_Activity_:
From the first line to the last, reproduce the data exactly.

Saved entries
☆ ☆ ☆ ☆ ☆ ☆ ☆

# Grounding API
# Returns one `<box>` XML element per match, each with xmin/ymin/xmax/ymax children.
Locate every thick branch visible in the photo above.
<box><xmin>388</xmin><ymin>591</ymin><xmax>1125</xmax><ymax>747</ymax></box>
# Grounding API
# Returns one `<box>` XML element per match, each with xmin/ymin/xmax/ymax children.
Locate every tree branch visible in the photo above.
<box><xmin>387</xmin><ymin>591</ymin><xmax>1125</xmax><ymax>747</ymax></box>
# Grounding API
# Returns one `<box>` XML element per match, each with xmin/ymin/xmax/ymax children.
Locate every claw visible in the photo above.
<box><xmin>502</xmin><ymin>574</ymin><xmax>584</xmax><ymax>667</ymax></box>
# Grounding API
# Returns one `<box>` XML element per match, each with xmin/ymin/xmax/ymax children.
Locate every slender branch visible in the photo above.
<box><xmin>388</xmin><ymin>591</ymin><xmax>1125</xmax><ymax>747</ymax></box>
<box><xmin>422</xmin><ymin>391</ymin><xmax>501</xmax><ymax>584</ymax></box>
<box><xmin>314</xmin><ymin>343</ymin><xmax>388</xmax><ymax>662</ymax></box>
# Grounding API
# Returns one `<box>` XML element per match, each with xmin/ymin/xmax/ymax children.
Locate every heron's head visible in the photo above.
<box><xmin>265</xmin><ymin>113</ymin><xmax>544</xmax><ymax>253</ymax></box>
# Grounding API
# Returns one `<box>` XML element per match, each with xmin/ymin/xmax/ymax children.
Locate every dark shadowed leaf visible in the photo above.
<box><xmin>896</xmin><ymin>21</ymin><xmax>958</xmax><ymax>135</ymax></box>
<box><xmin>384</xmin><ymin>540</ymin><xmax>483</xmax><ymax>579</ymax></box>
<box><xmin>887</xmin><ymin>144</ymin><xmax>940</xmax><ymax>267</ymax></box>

☆ ☆ ☆ ☆ ☆ ☆ ☆

_Solution for this exercise_:
# Grounding API
# Returns one `<box>` XML element per match, each with xmin/ymin/xmax/ymax children.
Locate every thick branch visible in the photo above.
<box><xmin>388</xmin><ymin>591</ymin><xmax>1125</xmax><ymax>747</ymax></box>
# Grounding API
# Returns one `<box>` XML element per match, each with xmin/ymin/xmax/ymax children.
Locate every tree branch visible in the photo above.
<box><xmin>387</xmin><ymin>591</ymin><xmax>1125</xmax><ymax>747</ymax></box>
# Grounding API
# Returns one `<box>` XML element per match, each with xmin/ymin/xmax/ymax children.
Locate every claw visible in the photo above.
<box><xmin>502</xmin><ymin>574</ymin><xmax>584</xmax><ymax>667</ymax></box>
# Grounding API
# Returns one `<box>` XML element per match, each with xmin/ymin/xmax/ymax children.
Locate every slender branch visible in the photo above.
<box><xmin>388</xmin><ymin>591</ymin><xmax>1125</xmax><ymax>747</ymax></box>
<box><xmin>422</xmin><ymin>391</ymin><xmax>501</xmax><ymax>584</ymax></box>
<box><xmin>314</xmin><ymin>343</ymin><xmax>388</xmax><ymax>662</ymax></box>
# Grounding API
# Returns one `<box>` XML element per match, each with xmin/ymin/xmax/ymax children.
Locate every heron's head visible in the photo above.
<box><xmin>265</xmin><ymin>113</ymin><xmax>544</xmax><ymax>253</ymax></box>
# Grounding API
# Returns one `<box>` XML element per match, each with xmin/ymin/xmax/ymax children.
Locate every dark shadowed leaf visible in the photo above.
<box><xmin>896</xmin><ymin>21</ymin><xmax>958</xmax><ymax>135</ymax></box>
<box><xmin>384</xmin><ymin>540</ymin><xmax>483</xmax><ymax>579</ymax></box>
<box><xmin>887</xmin><ymin>144</ymin><xmax>940</xmax><ymax>267</ymax></box>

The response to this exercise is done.